原文:

---*---

何回かに分けて FOBAS CSC Ver.3 の特徴のご紹介して行くシリーズの第8回目です。
今回は、最近話題のファイルサーバのアクセスログを取り上げてみようと思います。
話題のきっかけは、もちろん皆様もご存じの、某教育コンテンツ企業の大規模顧客情報
流出事件と、某官公庁での個人情報漏えい事故です。詳しい内容は当事者ではありませ
んので触れるつもりはありませんが、情報管理基盤のアクセスログを残す重要性につい
て再認識させられた出来事であった事は間違いありません。
報道によれば、後者の事故では本来システムとしてデータベースで管理されていた個人
情報を、一時的な作業用としてデータ抽出してファイルサーバで保管していた点が問題
の一つとして指摘されていました。
実際の作業生産性を考えた場合、定型的なアプリケーション画面だけではなく、Excel
のようなフレキシブルなツールでデータを扱う事は珍しい事ではないと思います。
そうであるならば、それらのデータを扱う基盤としてのファイルサーバにも必要なせキ
ュリティ対策を施すべきであると考えるのは自然な流れです。
FOBAS CSC でもこのような世の中の流れを受けて、アクセス権の設定 (POSIX ACL サポ
ート) と、ファイルアクセスログ、および環境変更ログの取得をサポートしています。
FOBAS CSC のアクセスログ機能について説明する前に、そもそも従来のファイルサーバ
でアクセスログを取得しようとした場合、どのような方法があったのか簡単にまとめて
みました。

---*---

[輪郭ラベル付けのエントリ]
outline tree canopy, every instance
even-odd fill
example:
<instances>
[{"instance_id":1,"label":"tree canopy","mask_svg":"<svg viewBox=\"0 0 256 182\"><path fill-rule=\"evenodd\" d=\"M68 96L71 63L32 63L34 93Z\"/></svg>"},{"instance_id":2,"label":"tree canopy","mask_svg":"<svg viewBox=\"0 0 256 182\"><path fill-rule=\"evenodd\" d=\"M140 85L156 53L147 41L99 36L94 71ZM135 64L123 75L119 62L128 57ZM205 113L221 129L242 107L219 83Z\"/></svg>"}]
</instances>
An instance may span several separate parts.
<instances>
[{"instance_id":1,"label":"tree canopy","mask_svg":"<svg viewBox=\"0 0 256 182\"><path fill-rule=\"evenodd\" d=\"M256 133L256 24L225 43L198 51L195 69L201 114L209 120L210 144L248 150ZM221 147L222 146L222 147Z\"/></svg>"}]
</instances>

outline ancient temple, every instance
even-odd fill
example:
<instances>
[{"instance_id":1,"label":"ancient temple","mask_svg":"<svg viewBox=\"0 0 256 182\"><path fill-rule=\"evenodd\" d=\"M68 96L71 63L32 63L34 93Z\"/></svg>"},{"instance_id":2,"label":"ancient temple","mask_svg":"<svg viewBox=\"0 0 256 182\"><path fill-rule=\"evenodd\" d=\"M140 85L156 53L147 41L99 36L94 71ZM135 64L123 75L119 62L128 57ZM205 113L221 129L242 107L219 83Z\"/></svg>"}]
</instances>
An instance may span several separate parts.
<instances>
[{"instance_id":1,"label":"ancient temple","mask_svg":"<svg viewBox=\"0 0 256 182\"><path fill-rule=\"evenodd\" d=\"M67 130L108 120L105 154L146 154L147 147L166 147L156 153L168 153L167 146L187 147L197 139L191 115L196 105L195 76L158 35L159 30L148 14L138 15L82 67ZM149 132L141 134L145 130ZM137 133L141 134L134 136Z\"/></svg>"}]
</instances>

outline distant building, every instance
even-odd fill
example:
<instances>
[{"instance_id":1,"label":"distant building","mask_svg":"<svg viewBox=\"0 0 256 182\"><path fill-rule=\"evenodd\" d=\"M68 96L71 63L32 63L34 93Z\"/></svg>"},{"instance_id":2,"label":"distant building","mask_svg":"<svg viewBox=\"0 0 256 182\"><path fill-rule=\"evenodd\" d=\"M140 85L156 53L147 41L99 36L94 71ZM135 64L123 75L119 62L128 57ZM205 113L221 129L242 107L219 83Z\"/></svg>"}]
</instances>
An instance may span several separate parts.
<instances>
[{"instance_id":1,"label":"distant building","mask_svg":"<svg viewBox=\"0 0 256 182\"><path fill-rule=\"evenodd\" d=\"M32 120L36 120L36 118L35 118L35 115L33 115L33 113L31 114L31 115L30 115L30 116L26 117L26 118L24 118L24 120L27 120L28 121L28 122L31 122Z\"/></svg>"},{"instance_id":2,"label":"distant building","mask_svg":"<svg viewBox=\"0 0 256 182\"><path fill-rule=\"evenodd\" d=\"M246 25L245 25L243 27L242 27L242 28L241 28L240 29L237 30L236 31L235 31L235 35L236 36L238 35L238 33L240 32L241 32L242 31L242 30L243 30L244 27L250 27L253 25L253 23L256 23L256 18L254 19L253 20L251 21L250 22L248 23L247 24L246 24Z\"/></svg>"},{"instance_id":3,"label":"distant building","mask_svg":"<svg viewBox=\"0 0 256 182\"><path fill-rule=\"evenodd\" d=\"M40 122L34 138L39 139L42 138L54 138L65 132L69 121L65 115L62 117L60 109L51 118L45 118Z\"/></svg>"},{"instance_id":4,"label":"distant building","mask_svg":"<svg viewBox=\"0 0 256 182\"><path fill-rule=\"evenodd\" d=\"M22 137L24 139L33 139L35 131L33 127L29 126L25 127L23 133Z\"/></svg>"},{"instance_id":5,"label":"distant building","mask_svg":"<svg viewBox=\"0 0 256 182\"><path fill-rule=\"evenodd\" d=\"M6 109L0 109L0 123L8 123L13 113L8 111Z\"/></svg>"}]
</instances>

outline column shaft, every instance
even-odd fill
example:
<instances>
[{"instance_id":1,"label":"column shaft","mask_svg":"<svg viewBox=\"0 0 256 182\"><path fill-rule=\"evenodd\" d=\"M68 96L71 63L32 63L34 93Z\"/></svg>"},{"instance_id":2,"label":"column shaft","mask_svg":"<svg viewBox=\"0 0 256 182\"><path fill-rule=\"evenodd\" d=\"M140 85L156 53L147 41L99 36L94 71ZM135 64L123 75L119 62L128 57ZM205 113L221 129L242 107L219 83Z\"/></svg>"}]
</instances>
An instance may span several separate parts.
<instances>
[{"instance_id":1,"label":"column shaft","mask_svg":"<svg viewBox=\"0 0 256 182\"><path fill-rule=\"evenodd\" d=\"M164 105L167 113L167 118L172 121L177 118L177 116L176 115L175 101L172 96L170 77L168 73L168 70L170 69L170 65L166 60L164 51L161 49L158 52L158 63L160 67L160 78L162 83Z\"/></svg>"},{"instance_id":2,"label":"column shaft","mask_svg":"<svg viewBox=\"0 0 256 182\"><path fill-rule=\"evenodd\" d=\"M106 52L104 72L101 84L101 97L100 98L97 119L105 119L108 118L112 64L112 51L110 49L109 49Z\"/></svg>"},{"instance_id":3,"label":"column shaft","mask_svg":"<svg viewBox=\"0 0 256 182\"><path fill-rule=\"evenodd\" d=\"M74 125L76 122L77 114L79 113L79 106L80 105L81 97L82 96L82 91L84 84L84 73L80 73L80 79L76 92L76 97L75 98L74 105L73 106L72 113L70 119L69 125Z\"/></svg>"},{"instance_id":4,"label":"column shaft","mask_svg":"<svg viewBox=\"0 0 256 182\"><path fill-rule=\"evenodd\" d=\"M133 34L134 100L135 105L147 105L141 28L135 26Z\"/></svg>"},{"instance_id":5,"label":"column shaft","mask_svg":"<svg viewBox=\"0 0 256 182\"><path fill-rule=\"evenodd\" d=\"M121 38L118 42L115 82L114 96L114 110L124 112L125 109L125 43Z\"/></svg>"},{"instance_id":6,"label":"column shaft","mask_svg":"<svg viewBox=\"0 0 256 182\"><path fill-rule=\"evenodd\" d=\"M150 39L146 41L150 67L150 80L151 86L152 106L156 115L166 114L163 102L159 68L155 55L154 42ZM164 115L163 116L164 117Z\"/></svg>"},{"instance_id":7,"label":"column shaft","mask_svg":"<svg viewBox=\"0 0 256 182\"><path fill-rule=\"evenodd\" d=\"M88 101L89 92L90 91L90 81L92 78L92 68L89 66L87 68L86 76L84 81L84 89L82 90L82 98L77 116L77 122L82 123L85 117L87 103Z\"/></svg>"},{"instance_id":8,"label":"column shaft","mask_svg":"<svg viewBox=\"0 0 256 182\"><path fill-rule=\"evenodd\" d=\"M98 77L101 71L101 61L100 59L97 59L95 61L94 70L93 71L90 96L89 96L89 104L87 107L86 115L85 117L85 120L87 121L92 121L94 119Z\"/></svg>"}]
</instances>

---*---

作業 1:
原文の「今回は、最近話題のファイルサーバのアクセスログを取り上げてみようと思います。」から下へ「て再認識させられた出来事であった事は間違いありません。」までのすべてを、一字一句そのまま書き写してください。
作業 2:
次の (a)〜(c) がそれぞれ原文の内容と合っているかを「はい」か「いいえ」で答え、決め手となる原文の語句をそのまま引用して添える。
(a) 今回の記事は、FOBAS CSC Ver.3 の特徴を紹介するシリーズの第8回目である。
(b) FOBAS CSC は環境変更ログの取得をサポートしていない。
(c) 官公庁での事故では、個人情報をファイルサーバで保管していた点が問題の一つとして指摘された。
作業 3:
原文の「実際の作業生産性を考えた場合、定型的なアプリケーション画面だけではなく、Excelのようなフレキシブルなツールでデータを扱う事は珍しい事ではないと思います。」という一文を英語に訳す。
エントリは使わなくてよい。

回答 1:
今回は、最近話題のファイルサーバのアクセスログを取り上げてみようと思います。
話題のきっかけは、もちろん皆様もご存じの、某教育コンテンツ企業の大規模顧客情報
流出事件と、某官公庁での個人情報漏えい事故です。詳しい内容は当事者ではありませ
んので触れるつもりはありませんが、情報管理基盤のアクセスログを残す重要性につい
て再認識させられた出来事であった事は間違いありません。

回答 2:
(a) はい 「シリーズの第8回目です」
(b) いいえ 「ファイルアクセスログ、および環境変更ログの取得をサポートしています」
(c) はい 「ファイルサーバで保管していた点が問題」

回答 3:
When actual work productivity is considered, I think it is not unusual to handle data not only through standard application screens but also with flexible tools such as Excel.